**Problem requirements:**
Print the lines from the very first one through the line that contains "355 81 380 102", including that line, and leave the pictures out.
## START
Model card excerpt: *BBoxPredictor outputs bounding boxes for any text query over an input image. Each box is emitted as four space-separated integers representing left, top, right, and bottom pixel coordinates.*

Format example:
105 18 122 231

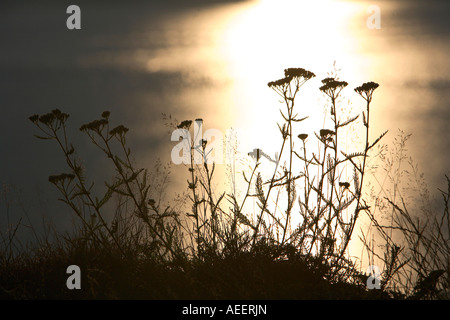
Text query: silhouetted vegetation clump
0 68 450 299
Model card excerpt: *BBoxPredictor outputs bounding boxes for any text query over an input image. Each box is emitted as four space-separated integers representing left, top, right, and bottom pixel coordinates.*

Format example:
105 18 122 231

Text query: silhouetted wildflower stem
340 82 378 257
253 68 315 244
30 109 124 254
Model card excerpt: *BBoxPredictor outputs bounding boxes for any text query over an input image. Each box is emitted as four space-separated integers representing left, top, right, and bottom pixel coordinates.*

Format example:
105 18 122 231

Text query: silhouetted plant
0 68 444 299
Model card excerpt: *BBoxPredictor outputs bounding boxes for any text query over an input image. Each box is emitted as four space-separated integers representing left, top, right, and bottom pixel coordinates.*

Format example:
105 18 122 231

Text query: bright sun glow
222 0 360 164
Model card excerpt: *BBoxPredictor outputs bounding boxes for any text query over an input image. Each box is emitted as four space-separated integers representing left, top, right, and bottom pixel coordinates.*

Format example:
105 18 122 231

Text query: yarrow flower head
320 129 334 140
320 78 348 99
355 81 380 102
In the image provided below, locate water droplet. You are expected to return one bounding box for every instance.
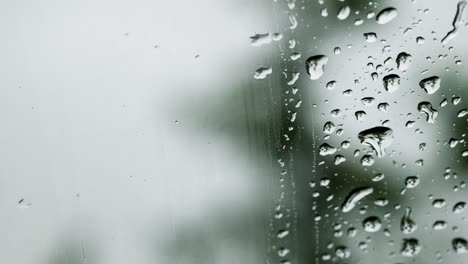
[453,202,466,214]
[319,143,336,156]
[333,47,341,55]
[323,121,336,134]
[250,33,272,47]
[306,55,328,80]
[372,173,385,182]
[254,67,273,80]
[432,199,447,208]
[358,126,393,157]
[341,187,374,213]
[419,76,440,94]
[383,74,400,93]
[354,111,367,121]
[320,7,328,17]
[276,229,289,238]
[362,216,382,233]
[405,176,419,189]
[325,81,336,90]
[452,237,468,254]
[416,37,425,45]
[457,109,468,117]
[418,102,438,123]
[330,109,341,117]
[400,207,418,234]
[374,198,388,206]
[401,238,422,257]
[375,7,398,25]
[335,246,351,259]
[377,103,390,112]
[363,32,377,43]
[396,52,413,71]
[441,1,466,44]
[361,155,375,167]
[354,19,364,26]
[336,6,351,20]
[335,155,346,165]
[432,220,447,230]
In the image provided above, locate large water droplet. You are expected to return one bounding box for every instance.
## END
**Problem solution:**
Model card excerpt: *BBoxPredictor outputs bounding boxes for any text query over an input image. Each box is emitted as four space-separated integers representing left, top, right, and bottom pixel coordinates.*

Format example:
105 18 122 231

Text query: silhouetted vegetation clump
0 68 450 299
Model card excerpt: *BBoxPredictor outputs bounding boxes for any text query over an input image. Each box is emitted as four space-separated integers representing left, top, right, and bottom pixel coordinates.*

Format example:
105 18 122 231

Text query: silhouetted wildflower stem
340 82 378 257
253 68 315 244
30 109 124 254
Model card excerpt: *BBoxPredictor outputs bounding boxes for any text query over an input image. Each box is emitted as four space-separated integers representing left, top, right, and bottom pixel coordinates.*

Format example:
105 18 122 231

Text query: silhouetted plant
0 68 444 299
Model card excerpt: *BBoxPredictor outputs bounding boxes for any text query over an input image. Each box is emitted as four space-separated integers representing left, top, right, and bottom pixel coordinates.*

Format example:
105 18 122 231

Text query: bright sun glow
222 0 360 164
Model card excerpt: *BBoxPredictor outputs bounding boxes for any text query over an input image. Each box is emitted as four space-separated integers representing left, top, right, and bottom pixel coordinates.*

Format example:
105 18 122 231

Text query: yarrow flower head
320 129 334 140
320 78 348 99
355 81 380 102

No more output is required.